------ Working data ------

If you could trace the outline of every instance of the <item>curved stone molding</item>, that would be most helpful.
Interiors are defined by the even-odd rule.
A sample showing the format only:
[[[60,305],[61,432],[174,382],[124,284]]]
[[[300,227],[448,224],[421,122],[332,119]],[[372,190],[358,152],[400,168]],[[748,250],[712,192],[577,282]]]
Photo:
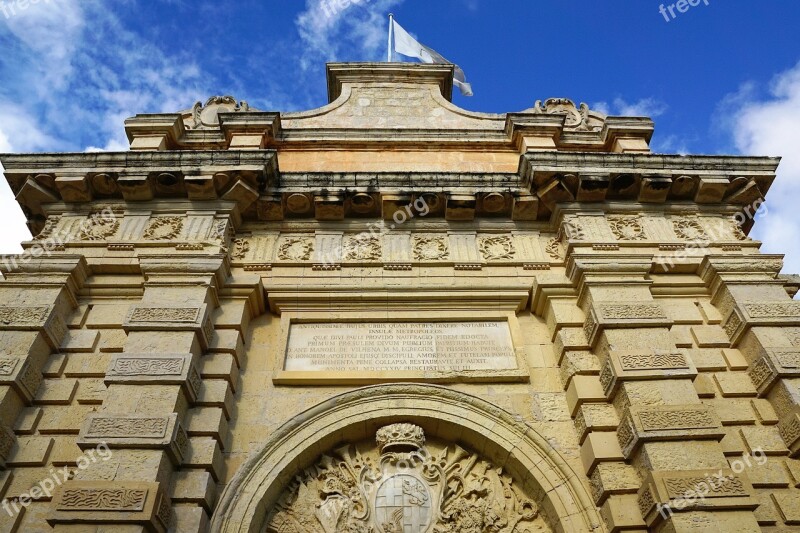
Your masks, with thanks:
[[[122,324],[127,331],[194,331],[203,348],[214,336],[208,305],[163,307],[137,304],[131,306]]]
[[[336,396],[287,422],[228,484],[214,513],[214,532],[255,532],[288,482],[319,454],[370,437],[403,420],[442,440],[457,440],[502,467],[534,496],[557,531],[601,530],[596,508],[576,473],[538,433],[484,400],[431,385],[384,385]]]

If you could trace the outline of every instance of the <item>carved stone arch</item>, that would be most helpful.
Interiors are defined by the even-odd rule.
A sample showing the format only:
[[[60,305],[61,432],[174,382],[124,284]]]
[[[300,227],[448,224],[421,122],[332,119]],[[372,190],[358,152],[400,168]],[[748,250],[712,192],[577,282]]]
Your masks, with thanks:
[[[463,443],[502,467],[537,501],[553,531],[605,530],[586,487],[544,437],[480,398],[412,384],[347,392],[284,424],[226,486],[211,530],[263,531],[270,509],[300,471],[335,447],[372,438],[396,422]]]

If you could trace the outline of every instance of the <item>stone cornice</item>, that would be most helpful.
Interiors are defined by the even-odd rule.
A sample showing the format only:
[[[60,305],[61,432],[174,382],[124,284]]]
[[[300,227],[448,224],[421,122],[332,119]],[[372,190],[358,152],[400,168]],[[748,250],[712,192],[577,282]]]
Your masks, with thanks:
[[[417,63],[328,63],[328,101],[342,94],[345,83],[436,84],[442,96],[453,99],[453,65]]]

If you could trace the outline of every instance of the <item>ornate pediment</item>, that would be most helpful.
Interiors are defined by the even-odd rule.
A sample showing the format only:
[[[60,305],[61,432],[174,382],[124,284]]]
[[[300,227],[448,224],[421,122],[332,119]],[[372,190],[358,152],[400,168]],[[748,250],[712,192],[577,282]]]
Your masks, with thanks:
[[[608,118],[603,113],[591,111],[587,104],[576,106],[568,98],[549,98],[544,101],[537,100],[536,104],[525,111],[526,113],[566,115],[564,129],[573,131],[600,131]]]
[[[550,531],[502,468],[457,444],[426,444],[422,428],[408,423],[379,429],[375,444],[321,457],[267,523],[267,533]]]
[[[220,113],[240,113],[257,111],[250,109],[247,102],[237,102],[233,96],[212,96],[205,105],[197,102],[192,107],[187,127],[193,130],[219,129]]]

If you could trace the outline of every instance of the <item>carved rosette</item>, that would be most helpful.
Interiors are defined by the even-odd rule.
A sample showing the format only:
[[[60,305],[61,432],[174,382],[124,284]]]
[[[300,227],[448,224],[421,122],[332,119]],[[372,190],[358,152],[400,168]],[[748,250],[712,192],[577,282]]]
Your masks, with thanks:
[[[393,424],[375,444],[337,449],[295,478],[268,533],[550,531],[514,480],[458,445],[426,445],[422,428]]]
[[[417,261],[444,261],[450,256],[446,237],[414,237],[412,251]]]
[[[347,261],[378,261],[383,253],[377,237],[348,237],[343,249]]]
[[[314,251],[311,237],[287,237],[278,246],[278,259],[281,261],[308,261]]]
[[[643,241],[647,239],[642,226],[642,218],[636,216],[610,216],[608,225],[620,241]]]
[[[486,261],[498,259],[514,259],[517,253],[511,237],[481,237],[478,239],[478,250]]]
[[[156,217],[150,221],[143,237],[153,241],[177,239],[183,231],[183,217]]]

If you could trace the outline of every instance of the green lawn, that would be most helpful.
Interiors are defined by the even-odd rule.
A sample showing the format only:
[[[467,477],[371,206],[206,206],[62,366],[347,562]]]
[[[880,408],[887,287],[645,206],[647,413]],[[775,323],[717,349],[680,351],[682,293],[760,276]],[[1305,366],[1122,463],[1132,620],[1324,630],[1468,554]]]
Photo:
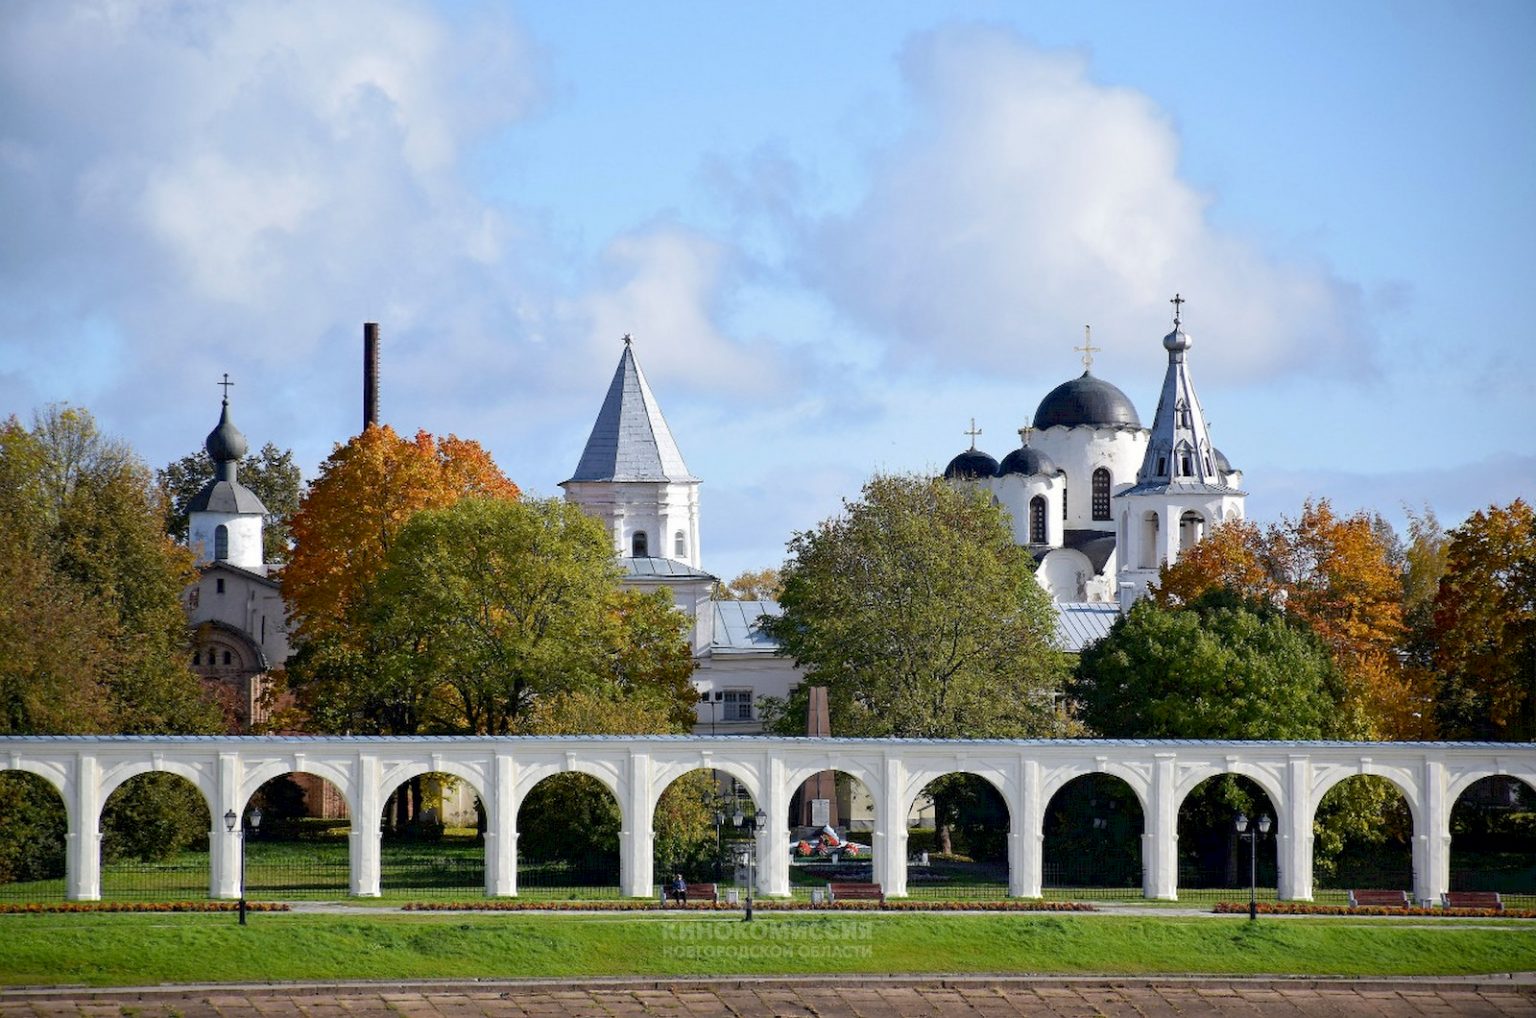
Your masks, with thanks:
[[[801,972],[1457,975],[1536,969],[1536,924],[1104,915],[0,916],[0,982]]]

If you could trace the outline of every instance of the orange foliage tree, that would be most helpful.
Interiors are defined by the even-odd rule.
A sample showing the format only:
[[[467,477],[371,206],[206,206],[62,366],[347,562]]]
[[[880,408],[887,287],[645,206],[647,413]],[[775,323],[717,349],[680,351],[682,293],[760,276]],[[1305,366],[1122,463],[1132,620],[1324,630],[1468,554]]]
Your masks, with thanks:
[[[423,509],[463,498],[516,499],[518,488],[478,442],[402,438],[370,425],[337,446],[299,503],[283,597],[300,641],[345,637],[366,607],[395,535]]]
[[[1439,711],[1452,738],[1536,739],[1536,511],[1516,499],[1451,531],[1435,597]]]
[[[1398,653],[1403,583],[1392,557],[1369,515],[1340,517],[1326,499],[1309,500],[1299,517],[1262,531],[1243,520],[1214,528],[1163,568],[1156,596],[1176,606],[1228,587],[1283,607],[1332,654],[1351,728],[1369,738],[1423,738],[1432,734],[1432,711]]]

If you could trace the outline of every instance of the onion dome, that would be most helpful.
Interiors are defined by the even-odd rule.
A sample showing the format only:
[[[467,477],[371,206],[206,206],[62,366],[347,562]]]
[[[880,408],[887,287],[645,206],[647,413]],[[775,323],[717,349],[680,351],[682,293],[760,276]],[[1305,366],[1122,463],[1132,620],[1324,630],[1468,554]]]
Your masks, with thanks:
[[[1221,452],[1220,449],[1217,449],[1217,448],[1215,448],[1213,446],[1211,448],[1211,455],[1216,457],[1216,472],[1217,473],[1219,473],[1219,474],[1230,474],[1232,472],[1232,463],[1231,463],[1231,461],[1228,460],[1226,456],[1222,455],[1222,452]]]
[[[949,461],[944,468],[946,481],[974,481],[997,476],[997,460],[972,446]]]
[[[1139,428],[1141,418],[1130,397],[1102,378],[1084,371],[1046,394],[1035,411],[1035,427]]]
[[[215,463],[238,460],[250,448],[245,436],[235,427],[235,422],[229,419],[228,399],[224,400],[224,408],[219,412],[218,426],[208,432],[208,440],[203,443],[203,448],[208,450],[208,458]]]
[[[997,468],[997,473],[999,477],[1004,474],[1037,477],[1060,473],[1060,471],[1049,456],[1039,449],[1031,449],[1026,445],[1004,456],[1002,464]]]

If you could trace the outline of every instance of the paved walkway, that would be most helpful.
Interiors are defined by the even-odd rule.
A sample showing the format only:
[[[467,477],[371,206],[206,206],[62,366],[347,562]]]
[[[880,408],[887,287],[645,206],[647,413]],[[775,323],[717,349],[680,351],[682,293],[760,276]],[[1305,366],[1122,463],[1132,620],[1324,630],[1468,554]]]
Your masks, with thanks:
[[[0,991],[0,1018],[884,1018],[1015,1015],[1536,1015],[1536,974],[1502,979],[913,978],[343,984]]]

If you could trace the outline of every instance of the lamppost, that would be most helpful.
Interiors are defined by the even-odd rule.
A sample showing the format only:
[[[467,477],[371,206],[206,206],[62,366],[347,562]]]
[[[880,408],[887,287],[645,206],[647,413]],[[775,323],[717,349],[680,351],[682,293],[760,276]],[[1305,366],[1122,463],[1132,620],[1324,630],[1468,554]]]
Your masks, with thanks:
[[[1232,821],[1237,837],[1248,842],[1248,919],[1259,918],[1259,839],[1269,833],[1269,814],[1259,816],[1258,830],[1248,830],[1248,815],[1239,813]]]
[[[720,830],[725,826],[725,804],[718,798],[715,800],[715,883],[719,883],[724,875],[724,864],[720,858]]]
[[[224,814],[224,830],[230,834],[235,833],[235,823],[240,818],[235,816],[234,810],[228,810]],[[261,828],[261,807],[251,810],[251,830]],[[245,831],[240,831],[240,925],[245,925]]]
[[[762,815],[753,813],[751,816],[736,810],[731,817],[731,823],[737,830],[747,834],[747,914],[741,920],[744,923],[752,921],[752,888],[757,884],[757,829],[762,826]]]

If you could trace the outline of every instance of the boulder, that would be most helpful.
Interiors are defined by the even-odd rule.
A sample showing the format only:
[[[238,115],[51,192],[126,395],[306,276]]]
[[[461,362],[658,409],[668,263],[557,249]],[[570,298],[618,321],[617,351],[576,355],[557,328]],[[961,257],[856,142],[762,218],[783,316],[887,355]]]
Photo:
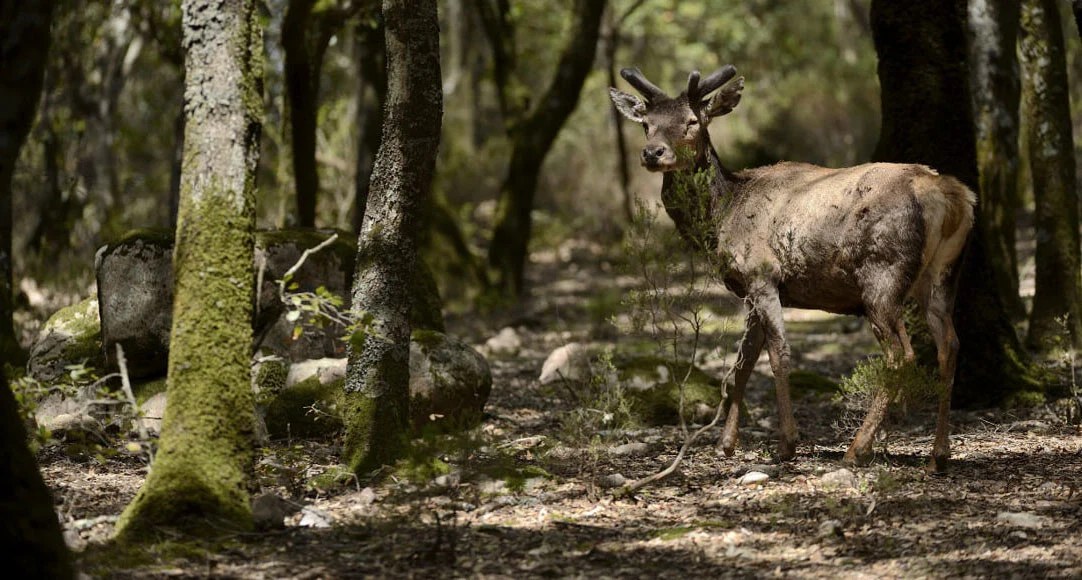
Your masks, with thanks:
[[[255,347],[298,362],[345,355],[342,328],[310,324],[289,316],[279,299],[278,280],[308,249],[334,232],[266,230],[256,232],[253,272],[258,285],[253,328]],[[314,293],[323,288],[349,308],[357,253],[356,237],[337,232],[330,246],[309,254],[290,279],[288,293]],[[139,230],[98,250],[96,270],[101,308],[102,342],[109,368],[116,368],[116,343],[124,346],[129,373],[135,379],[159,376],[168,363],[173,304],[173,238],[164,231]],[[443,329],[439,291],[427,267],[419,268],[413,328]],[[298,324],[301,332],[296,332]]]
[[[491,391],[492,371],[479,352],[441,332],[413,332],[410,416],[415,429],[429,423],[447,429],[475,425]]]
[[[134,231],[99,249],[94,267],[108,368],[117,368],[119,343],[132,379],[165,374],[173,324],[172,235]]]
[[[496,336],[485,341],[485,350],[494,356],[515,356],[521,349],[522,338],[510,326],[501,328]]]
[[[556,381],[570,381],[577,383],[586,380],[590,376],[590,354],[586,348],[577,342],[571,342],[552,351],[541,365],[541,376],[538,381],[542,385]]]
[[[87,298],[49,317],[30,347],[27,370],[34,379],[53,383],[64,376],[66,367],[83,363],[94,369],[105,366],[97,298]]]

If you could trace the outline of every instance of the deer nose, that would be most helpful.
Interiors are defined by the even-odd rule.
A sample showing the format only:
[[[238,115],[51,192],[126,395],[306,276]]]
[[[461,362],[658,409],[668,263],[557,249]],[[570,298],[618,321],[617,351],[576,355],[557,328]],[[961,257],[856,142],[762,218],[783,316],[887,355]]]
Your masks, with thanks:
[[[642,150],[642,158],[646,161],[656,161],[661,159],[665,155],[665,146],[658,145],[657,147],[645,147]]]

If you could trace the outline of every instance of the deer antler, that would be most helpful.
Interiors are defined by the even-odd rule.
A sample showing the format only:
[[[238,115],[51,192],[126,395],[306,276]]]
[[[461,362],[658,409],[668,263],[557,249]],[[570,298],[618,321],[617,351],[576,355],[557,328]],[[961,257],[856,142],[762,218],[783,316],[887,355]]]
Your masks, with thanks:
[[[646,80],[646,77],[643,76],[642,71],[639,70],[638,67],[625,68],[620,71],[620,76],[624,77],[624,80],[627,81],[629,85],[635,87],[635,90],[646,97],[647,101],[668,98],[665,91],[659,89],[654,83]]]
[[[688,102],[694,103],[710,93],[721,88],[722,85],[736,76],[736,67],[727,64],[710,73],[710,76],[699,80],[699,71],[693,71],[688,77]]]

------

Reproduce every line from the preceding data in which the word "deer" can be found.

Task output:
If you could trace the outline of every instance of the deer nose, that would be most helpful.
If you could trace the outline of every instance of the deer antler, that would be most helpful.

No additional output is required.